What needs to be done:
Count the lines in the listing below that contain the string "sign", and reply with the number alone.

Source data:
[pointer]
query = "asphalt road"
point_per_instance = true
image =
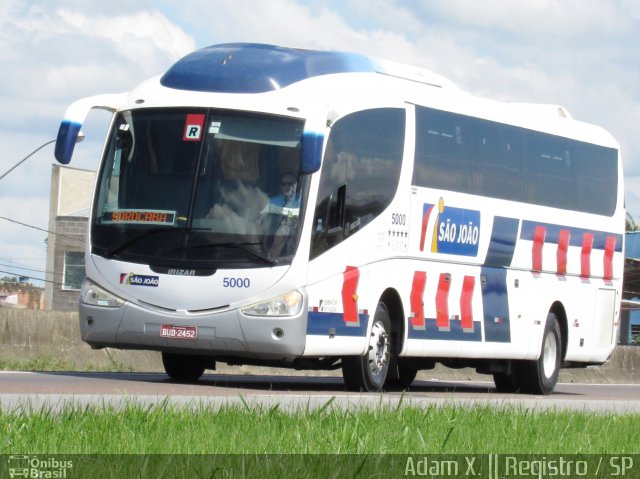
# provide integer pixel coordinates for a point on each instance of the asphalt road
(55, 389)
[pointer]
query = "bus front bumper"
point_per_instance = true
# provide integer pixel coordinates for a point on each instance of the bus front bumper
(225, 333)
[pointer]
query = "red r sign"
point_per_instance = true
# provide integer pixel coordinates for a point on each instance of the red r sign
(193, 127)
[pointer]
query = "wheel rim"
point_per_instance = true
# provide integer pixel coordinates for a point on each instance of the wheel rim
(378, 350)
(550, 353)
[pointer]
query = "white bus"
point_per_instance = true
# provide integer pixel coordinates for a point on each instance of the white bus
...
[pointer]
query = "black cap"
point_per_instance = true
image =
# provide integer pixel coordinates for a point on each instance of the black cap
...
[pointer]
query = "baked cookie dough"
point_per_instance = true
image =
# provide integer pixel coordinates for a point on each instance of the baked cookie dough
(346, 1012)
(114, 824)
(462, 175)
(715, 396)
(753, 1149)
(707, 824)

Task answer:
2